Begin EXCERPT PROVIDED
The Inuit people of Canada and Alaska are launching a human rights case against the Bush administration claiming they face extinction because of global warming.
By repudiating the Kyoto protocol and refusing to cut US carbon dioxide emissions, which make up 25% of the world’s total, Washington is violating their human rights, the Inuit claim.
For their campaign they are inviting the Washington-based Inter-American Commission on Human Rights to visit the Arctic circle to see the devastation being caused by global warming.
Sheila Watt-Cloutier, the chairwoman of the Inuit Circumpolar Conference, which represents all 155 000 of her people inside the Arctic circle, said: ”We want to show that we are not powerless victims. These are drastic times for our people and require drastic measures.”
The human rights case was announced at the climate talks in Milan, Italy, where 140 countries are trying to put the finishing touches to the Kyoto protocol, the first international agreement to reduce greenhouse gases. The backing of Russia, which is hesitating about ratifying the agreement, is required to bring the protocol into force. The US is trying to persuade the Russian president, Vladimir Putin, not to sign the protocol.
The Inuit have no voice at the conference, since they are not a nation state, but Watt-Cloutier said: ”We are already bearing the brunt of climate change — without our snow and ice our way of life goes. We have lived in harmony with our surroundings for millennia, but that is being taken away from us.
”People worry about the polar bear becoming extinct by 2070 because there will be no ice from which they can hunt seals, but the Inuit face extinction for the same reason and at the same time.
”This a David and Goliath story. Most people have lost contact with the natural world. They even think global warming has benefits, like wearing a T-shirt in November, but we know the planet is melting and with it our vibrant culture, our way of life. We are an endangered species, too.”
Mrs Watt-Cloutier comes from Pangirtung, north of Iqaluit, in Canada. The entire area should already be ice-bound, and winter hunting would normally have begun, but in Frobisher Bay, the home of both polar bears and Inuit, the water is still clear. ”We now have weeks of uncertainty about when the ice will come,” she said. ”In the spring the ice melts not at the end of June but weeks earlier. Sometimes the ice is so thin hunters fall through.
”The ocean is too warm. Our elders, who instruct the young on the ways of the winter and what to expect, are at a loss. Last Christmas after the ice had formed the temperature rose to 4C [39F] and it rained. We’d never known it before.”
End EXCERPT PROVIDED
### SET PROBLEM
List every country named in the article on the Inuit human rights case. The listing that follows comes from a different source and is unrelated to the article above.
Begin DATA ENTRIES
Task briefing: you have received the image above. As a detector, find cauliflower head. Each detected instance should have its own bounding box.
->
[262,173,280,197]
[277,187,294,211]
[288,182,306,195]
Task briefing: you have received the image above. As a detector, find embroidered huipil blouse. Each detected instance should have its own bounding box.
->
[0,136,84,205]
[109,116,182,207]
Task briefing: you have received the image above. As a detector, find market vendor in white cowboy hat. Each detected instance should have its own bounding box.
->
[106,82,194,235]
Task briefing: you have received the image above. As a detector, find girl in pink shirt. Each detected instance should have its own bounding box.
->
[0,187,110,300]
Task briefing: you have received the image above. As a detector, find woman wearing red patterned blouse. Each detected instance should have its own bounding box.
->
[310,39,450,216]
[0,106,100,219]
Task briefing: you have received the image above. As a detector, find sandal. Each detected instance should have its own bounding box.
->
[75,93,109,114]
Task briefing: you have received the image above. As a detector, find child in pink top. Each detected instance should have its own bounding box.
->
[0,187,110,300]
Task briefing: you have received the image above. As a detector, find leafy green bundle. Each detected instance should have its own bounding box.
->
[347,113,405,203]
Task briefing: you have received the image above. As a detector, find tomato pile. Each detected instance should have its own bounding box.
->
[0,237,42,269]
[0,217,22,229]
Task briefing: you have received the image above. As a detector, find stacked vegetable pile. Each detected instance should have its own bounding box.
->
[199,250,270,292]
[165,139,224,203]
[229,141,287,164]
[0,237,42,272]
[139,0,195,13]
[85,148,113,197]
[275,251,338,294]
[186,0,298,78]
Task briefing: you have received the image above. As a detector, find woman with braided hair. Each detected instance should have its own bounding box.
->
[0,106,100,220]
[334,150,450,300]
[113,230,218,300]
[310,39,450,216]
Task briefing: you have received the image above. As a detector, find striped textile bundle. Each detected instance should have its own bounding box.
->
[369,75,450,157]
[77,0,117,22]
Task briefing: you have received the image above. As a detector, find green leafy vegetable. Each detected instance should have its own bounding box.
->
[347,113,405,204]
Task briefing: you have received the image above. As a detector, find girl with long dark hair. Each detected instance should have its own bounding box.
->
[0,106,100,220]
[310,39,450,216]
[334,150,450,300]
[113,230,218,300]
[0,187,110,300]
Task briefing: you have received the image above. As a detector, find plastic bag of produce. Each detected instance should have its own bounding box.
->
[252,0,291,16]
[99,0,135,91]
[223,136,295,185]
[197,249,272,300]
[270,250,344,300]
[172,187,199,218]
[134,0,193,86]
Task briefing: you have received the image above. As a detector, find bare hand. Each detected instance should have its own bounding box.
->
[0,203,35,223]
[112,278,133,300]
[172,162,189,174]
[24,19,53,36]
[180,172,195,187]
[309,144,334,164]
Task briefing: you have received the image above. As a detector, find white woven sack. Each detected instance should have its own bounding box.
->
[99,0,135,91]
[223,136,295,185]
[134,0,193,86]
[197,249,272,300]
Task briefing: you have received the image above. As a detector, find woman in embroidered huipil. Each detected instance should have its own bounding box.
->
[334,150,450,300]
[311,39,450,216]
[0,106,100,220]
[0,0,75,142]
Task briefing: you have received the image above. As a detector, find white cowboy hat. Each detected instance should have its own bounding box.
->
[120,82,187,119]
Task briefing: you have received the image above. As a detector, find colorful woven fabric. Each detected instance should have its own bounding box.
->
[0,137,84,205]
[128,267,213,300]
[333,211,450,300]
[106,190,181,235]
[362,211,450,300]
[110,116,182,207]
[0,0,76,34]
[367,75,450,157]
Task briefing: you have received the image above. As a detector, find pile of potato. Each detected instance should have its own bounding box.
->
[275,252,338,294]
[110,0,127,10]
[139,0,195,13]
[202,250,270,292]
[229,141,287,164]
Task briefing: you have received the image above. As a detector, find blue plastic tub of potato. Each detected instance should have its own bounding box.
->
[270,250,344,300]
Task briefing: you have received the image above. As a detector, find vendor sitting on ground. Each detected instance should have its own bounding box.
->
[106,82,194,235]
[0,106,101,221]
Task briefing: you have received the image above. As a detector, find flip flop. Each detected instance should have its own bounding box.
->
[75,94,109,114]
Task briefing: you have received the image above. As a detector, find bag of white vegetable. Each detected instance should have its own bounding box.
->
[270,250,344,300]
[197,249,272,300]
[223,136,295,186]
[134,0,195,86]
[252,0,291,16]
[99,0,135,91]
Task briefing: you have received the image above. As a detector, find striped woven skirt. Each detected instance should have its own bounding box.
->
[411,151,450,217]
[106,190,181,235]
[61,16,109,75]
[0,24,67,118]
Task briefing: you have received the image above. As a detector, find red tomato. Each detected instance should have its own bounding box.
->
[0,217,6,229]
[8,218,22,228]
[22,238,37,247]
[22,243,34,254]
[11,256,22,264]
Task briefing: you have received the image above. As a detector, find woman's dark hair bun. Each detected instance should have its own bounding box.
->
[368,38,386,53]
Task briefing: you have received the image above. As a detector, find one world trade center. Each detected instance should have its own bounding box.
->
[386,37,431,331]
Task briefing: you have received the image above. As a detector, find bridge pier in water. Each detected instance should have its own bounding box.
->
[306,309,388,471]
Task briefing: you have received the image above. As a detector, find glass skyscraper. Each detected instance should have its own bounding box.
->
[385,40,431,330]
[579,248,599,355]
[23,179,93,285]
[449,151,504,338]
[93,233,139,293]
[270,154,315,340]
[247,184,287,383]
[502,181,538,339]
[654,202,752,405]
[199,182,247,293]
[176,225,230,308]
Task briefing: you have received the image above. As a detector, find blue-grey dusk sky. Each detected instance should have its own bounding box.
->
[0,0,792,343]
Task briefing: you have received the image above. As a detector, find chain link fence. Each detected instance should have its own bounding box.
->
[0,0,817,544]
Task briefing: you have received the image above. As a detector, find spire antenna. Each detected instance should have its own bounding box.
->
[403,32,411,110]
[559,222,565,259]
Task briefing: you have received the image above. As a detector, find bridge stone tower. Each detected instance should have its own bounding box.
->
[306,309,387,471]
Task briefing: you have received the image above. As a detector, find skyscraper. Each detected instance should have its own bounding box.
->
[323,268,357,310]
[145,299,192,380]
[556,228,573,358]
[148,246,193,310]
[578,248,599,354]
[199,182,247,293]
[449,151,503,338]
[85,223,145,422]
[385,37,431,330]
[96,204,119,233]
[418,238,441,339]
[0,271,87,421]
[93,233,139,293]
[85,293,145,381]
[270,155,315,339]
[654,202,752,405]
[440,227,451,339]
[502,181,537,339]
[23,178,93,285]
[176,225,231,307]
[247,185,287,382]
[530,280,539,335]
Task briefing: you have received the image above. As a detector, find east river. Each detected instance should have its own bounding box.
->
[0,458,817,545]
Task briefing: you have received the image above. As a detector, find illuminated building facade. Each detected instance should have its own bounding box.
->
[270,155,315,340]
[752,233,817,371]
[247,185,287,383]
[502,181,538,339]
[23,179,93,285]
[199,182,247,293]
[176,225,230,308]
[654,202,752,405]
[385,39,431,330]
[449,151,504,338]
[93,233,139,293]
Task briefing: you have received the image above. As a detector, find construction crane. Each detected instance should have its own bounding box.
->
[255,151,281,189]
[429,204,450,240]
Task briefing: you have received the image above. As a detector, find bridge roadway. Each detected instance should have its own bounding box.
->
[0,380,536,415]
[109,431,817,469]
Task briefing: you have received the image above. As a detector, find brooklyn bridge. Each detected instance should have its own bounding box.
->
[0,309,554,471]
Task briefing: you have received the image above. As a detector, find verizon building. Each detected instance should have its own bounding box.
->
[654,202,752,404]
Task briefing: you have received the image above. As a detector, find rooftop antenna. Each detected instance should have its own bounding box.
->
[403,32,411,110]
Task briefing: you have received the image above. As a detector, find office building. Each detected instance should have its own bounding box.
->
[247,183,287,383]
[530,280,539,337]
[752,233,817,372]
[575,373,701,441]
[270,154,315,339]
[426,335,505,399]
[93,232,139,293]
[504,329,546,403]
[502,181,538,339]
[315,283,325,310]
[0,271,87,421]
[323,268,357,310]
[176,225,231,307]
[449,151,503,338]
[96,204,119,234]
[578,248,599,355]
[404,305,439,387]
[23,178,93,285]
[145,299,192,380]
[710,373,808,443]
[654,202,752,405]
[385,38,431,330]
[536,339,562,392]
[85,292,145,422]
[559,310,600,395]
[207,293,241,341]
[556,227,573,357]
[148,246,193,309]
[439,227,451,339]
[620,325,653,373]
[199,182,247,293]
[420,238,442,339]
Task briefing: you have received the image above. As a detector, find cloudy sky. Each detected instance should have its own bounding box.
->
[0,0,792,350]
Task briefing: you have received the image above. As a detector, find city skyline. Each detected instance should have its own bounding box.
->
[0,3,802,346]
End DATA ENTRIES
Begin DATA ENTRIES
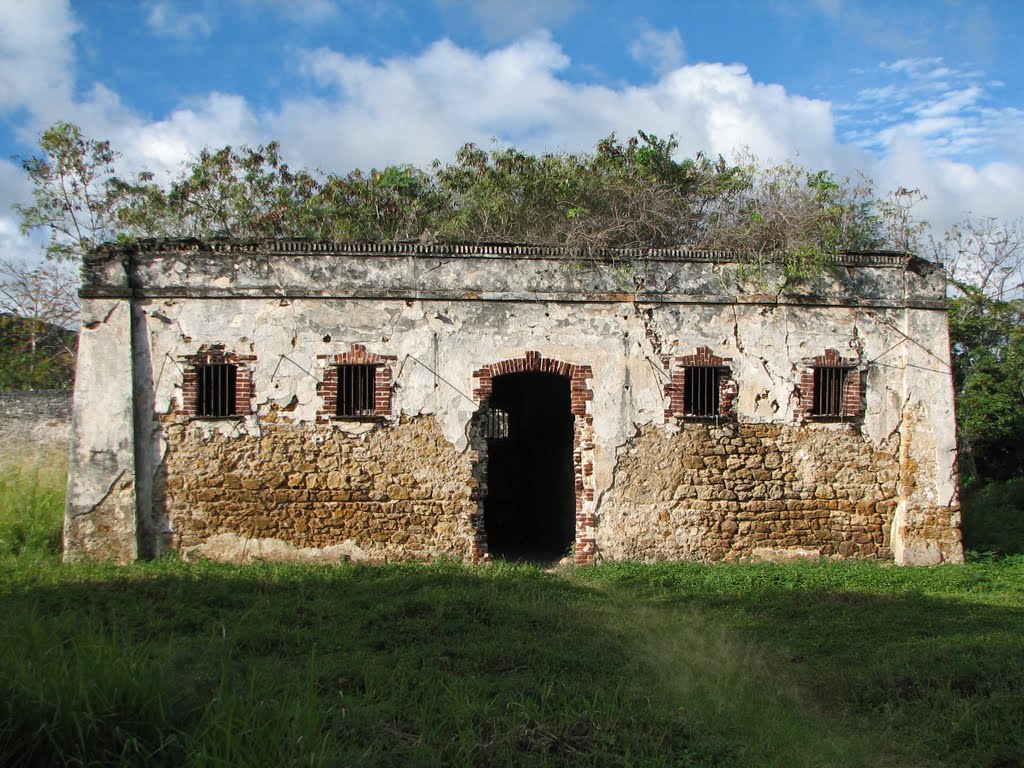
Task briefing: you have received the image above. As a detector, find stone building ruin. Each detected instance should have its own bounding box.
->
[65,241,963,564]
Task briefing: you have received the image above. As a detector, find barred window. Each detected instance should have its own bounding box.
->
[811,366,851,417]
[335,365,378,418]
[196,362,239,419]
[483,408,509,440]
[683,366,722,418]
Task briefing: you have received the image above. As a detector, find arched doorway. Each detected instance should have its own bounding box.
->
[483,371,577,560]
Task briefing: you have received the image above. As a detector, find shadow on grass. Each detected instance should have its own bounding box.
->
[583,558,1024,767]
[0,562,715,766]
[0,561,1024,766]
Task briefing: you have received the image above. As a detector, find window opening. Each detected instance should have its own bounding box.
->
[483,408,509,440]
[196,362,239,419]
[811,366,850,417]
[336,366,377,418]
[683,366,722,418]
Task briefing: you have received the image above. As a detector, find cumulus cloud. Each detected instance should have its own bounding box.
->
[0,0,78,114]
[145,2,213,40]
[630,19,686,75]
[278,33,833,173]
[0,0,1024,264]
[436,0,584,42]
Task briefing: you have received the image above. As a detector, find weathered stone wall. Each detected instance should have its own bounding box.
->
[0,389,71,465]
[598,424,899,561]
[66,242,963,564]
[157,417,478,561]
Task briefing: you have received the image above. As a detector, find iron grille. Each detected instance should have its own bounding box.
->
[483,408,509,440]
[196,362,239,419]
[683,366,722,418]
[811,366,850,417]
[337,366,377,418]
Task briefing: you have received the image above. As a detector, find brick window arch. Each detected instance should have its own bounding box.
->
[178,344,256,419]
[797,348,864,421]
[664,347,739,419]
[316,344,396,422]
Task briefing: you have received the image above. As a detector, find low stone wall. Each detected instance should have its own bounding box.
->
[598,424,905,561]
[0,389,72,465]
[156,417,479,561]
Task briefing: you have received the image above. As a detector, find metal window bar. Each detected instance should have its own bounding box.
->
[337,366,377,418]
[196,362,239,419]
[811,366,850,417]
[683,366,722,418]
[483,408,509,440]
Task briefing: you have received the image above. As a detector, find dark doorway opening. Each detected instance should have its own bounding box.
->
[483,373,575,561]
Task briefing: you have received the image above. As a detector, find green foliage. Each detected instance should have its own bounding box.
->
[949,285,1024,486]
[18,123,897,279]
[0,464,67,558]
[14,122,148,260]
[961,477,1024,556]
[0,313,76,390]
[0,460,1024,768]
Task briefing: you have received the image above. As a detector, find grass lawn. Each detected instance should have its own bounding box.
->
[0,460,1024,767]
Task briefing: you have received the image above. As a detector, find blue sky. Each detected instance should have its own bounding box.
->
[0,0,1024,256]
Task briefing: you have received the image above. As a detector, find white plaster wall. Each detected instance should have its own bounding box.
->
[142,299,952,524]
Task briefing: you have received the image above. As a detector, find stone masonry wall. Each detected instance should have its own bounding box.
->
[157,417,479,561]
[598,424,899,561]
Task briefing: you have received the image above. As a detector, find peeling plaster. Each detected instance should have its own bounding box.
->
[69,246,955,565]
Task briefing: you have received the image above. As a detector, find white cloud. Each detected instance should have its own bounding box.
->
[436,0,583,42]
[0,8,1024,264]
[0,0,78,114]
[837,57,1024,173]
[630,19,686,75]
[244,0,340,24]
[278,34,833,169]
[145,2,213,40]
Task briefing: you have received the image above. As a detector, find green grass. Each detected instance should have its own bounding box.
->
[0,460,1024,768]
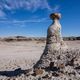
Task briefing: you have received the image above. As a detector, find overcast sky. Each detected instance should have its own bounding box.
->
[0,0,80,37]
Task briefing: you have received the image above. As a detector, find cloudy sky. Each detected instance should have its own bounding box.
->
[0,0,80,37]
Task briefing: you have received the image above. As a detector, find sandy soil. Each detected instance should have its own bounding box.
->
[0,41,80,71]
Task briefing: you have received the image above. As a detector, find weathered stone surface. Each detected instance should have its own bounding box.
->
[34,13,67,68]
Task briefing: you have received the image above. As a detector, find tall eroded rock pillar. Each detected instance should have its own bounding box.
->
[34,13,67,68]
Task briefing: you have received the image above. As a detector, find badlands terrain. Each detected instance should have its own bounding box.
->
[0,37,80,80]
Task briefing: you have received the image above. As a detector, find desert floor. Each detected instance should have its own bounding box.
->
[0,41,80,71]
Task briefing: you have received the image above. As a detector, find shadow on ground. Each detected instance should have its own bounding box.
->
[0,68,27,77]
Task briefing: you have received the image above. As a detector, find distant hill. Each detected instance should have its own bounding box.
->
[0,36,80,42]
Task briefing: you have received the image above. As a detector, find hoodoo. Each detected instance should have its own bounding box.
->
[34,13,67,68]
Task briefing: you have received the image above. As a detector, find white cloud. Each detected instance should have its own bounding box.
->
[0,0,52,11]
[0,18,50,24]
End DATA ENTRIES
Begin DATA ENTRIES
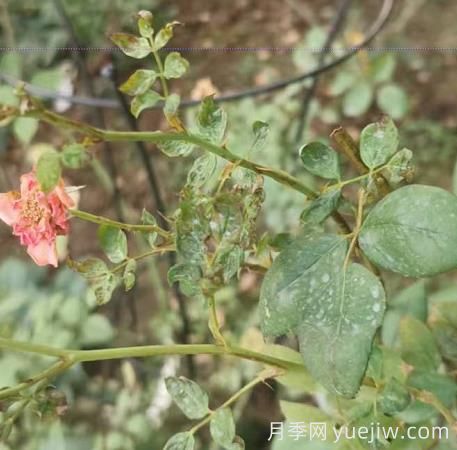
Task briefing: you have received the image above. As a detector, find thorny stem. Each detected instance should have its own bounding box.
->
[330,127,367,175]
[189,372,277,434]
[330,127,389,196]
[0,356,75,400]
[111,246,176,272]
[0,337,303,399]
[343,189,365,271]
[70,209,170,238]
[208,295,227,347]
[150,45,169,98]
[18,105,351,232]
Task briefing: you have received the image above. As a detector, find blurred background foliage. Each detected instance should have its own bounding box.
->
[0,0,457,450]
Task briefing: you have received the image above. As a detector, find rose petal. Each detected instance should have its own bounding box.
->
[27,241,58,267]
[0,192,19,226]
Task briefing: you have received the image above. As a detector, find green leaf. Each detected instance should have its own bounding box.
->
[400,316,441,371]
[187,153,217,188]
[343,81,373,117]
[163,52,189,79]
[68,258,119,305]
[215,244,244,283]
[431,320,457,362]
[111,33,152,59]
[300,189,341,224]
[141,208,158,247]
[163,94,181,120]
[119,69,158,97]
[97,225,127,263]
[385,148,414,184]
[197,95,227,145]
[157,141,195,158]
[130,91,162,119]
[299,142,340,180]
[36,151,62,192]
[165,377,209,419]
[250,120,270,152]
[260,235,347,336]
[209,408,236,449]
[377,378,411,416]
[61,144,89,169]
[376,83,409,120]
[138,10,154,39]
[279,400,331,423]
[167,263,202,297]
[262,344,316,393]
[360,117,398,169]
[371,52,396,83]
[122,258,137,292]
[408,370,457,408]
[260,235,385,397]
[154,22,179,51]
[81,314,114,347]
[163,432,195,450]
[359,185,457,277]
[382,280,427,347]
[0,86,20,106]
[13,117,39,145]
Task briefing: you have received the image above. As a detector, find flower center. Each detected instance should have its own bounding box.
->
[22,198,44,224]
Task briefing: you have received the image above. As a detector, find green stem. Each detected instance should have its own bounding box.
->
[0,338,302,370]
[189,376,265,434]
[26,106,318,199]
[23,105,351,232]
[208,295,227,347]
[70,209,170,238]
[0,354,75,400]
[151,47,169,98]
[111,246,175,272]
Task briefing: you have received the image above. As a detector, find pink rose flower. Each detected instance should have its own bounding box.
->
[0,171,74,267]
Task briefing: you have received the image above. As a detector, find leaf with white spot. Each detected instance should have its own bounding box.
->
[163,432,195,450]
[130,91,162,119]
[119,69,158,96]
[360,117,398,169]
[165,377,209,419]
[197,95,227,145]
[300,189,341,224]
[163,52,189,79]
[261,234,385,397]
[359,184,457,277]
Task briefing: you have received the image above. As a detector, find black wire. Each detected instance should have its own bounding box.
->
End DATA ENTRIES
### THE OUTPUT
Canada, the US, Italy, Russia